(ARTICLE)
▬▬▬▬▬▬▬▬▬▬

# OPV Adjustment



## gazbea (Jul 11, 2011)

I know this particular topic has been done to death so I apologise now.

Looking at getting my own gauge set up to do the mod and was wondering if anybody knows if this gauge would do the job or not? eBay Link

If not, what else should I be looking out for? I know I need a 1/4" elbow as well


----------



## gazbea (Jul 11, 2011)

There is this one too eBay


----------



## rodabod (Dec 4, 2011)

Both look fine.

You usually want a 3/8 to 1/8 BSP adapter. Note those values don't equate to width in inches, confusingly.


----------



## xiuxiuejar (Jan 24, 2012)

I did it by measuring the return water with a blind disk in place and it makes a huge difference, That was a while ago but I suppose I should build one too. Problem is here in Spain, these parts are hard to come by - we don't have shops where the public can go and buy plumbing equipment. Make sure you get a gauge that goes up to 15 bars - just in case! If you don't, make sure you loosen off 3/4 of a turn before you take your first measurement. Also, make sure the portafilter, the tubes and gauge are filled with water when you take the measurements or the readings won't be accurate.


----------



## gazbea (Jul 11, 2011)

So what size pressure gauge do I need? I don't want to be putting adapters in. Basically want, pf > elbow > gauge.

I was looking at doing the return rate thingy but would rather just get it at the required pressure without guessing if it was right or not.


----------



## xiuxiuejar (Jan 24, 2012)

Usually, I think you'd need one adapter after th elbow but I'm not sure. For sure you should do it properly if you can, as I say, I'm never in UK during the week to make up my own gauge. It's complete guesswork doing what I did. I hope to be around 10 bars, but I could be at 8 or 12, who knows???? Anyway, coffee is much nicer. You'll find you get darker crema, 'thicker' coffee with much deeper taste.


----------



## xiuxiuejar (Jan 24, 2012)

http://coffeeforums.co.uk/showthread.php?3859-Adjusting-the-OPV-(over-Pressure-Valve)-Gaggia-Classic

thought this might help.


----------



## Pedro083 (Nov 16, 2011)

▬▬▬▬▬▬▬▬▬▬

(STATED GOAL A) According to the OPV adjustment thread, what maximum reading should a gauge go up to?
The listing that comes next has no connection to the thread.

(RECORDS FOR THE EXERCISE)
▬▬▬▬▬▬▬▬▬▬

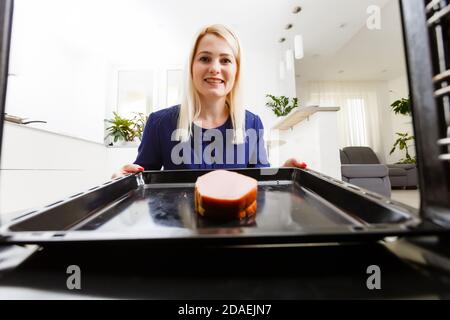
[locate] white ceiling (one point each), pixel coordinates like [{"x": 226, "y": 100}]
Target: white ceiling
[
  {"x": 124, "y": 30},
  {"x": 352, "y": 53}
]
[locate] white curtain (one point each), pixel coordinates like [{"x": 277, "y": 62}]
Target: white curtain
[{"x": 358, "y": 123}]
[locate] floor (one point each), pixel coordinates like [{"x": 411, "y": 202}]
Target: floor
[{"x": 409, "y": 197}]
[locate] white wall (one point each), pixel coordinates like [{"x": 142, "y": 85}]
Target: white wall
[
  {"x": 64, "y": 61},
  {"x": 313, "y": 141},
  {"x": 38, "y": 168}
]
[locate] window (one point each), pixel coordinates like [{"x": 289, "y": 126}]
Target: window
[{"x": 134, "y": 92}]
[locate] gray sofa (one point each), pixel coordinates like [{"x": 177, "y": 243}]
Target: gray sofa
[
  {"x": 400, "y": 175},
  {"x": 362, "y": 168}
]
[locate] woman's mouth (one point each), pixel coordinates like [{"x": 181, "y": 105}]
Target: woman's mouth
[{"x": 214, "y": 81}]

▬▬▬▬▬▬▬▬▬▬

(STATED GOAL B) Render everything in the listing from the line containing "[locate] white wall" down through the listing's last line as a JSON list of strings, one string per line, with blank lines left out.

(WORKED SOLUTION A) It should go up to 15 bars.

(WORKED SOLUTION B)
[
  "[locate] white wall (one point each), pixel coordinates like [{\"x\": 142, \"y\": 85}]",
  "Target: white wall",
  "[",
  "  {\"x\": 64, \"y\": 61},",
  "  {\"x\": 313, \"y\": 141},",
  "  {\"x\": 38, \"y\": 168}",
  "]",
  "[locate] window (one point each), pixel coordinates like [{\"x\": 289, \"y\": 126}]",
  "Target: window",
  "[{\"x\": 134, \"y\": 92}]",
  "[locate] gray sofa (one point each), pixel coordinates like [{\"x\": 177, \"y\": 243}]",
  "Target: gray sofa",
  "[",
  "  {\"x\": 400, \"y\": 175},",
  "  {\"x\": 362, \"y\": 168}",
  "]",
  "[locate] woman's mouth (one point each), pixel coordinates like [{\"x\": 181, \"y\": 105}]",
  "Target: woman's mouth",
  "[{\"x\": 214, \"y\": 81}]"
]